● WHAT IS NEEDED
Rewrite the data below, starting at the line that contains "occurrence of narrow" and stopping after the line that contains "[59,103,85,119]". Keep every line, task wording included, but raise each bounding box coordinate in the answers by 85.

● EXERCISE INPUT

— START —

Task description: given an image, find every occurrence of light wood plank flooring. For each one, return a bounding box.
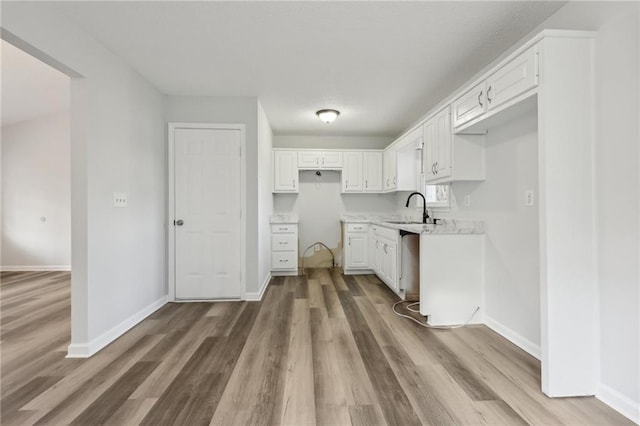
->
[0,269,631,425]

— END —
— START —

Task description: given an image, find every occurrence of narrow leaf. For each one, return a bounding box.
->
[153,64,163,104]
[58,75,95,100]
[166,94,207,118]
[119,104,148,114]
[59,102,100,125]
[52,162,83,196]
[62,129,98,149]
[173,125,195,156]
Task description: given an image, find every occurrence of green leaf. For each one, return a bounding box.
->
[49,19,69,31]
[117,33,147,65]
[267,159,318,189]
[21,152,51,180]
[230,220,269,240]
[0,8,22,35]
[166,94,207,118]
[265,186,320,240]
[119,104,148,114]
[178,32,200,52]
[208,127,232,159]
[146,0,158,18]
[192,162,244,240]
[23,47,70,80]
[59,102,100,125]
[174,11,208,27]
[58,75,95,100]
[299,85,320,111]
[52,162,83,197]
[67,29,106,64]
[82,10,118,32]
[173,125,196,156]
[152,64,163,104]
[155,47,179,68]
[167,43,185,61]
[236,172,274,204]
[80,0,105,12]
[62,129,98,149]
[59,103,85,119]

— END —

● RIGHT ANSWER
Task description: given an image, find every occurrence of narrow leaf. For each one, return a bounding box.
->
[238,149,248,189]
[143,160,180,185]
[251,179,292,203]
[204,189,233,199]
[144,187,185,210]
[137,247,168,281]
[147,214,183,234]
[258,210,280,241]
Task description: given an image, find every occurrence of green leaf. For each one, return a bounding box.
->
[134,104,154,116]
[202,118,232,150]
[352,244,403,274]
[106,237,136,265]
[315,305,354,325]
[85,93,107,120]
[251,179,292,203]
[350,271,405,325]
[204,189,233,199]
[263,117,285,137]
[293,212,317,244]
[231,85,243,103]
[277,247,329,325]
[108,132,155,165]
[144,187,185,210]
[259,96,293,112]
[143,160,180,185]
[384,170,405,196]
[137,247,168,282]
[152,114,191,149]
[167,95,203,117]
[258,210,281,241]
[237,149,248,189]
[240,132,264,153]
[252,128,270,146]
[321,257,359,289]
[165,85,190,97]
[147,214,183,234]
[144,188,170,204]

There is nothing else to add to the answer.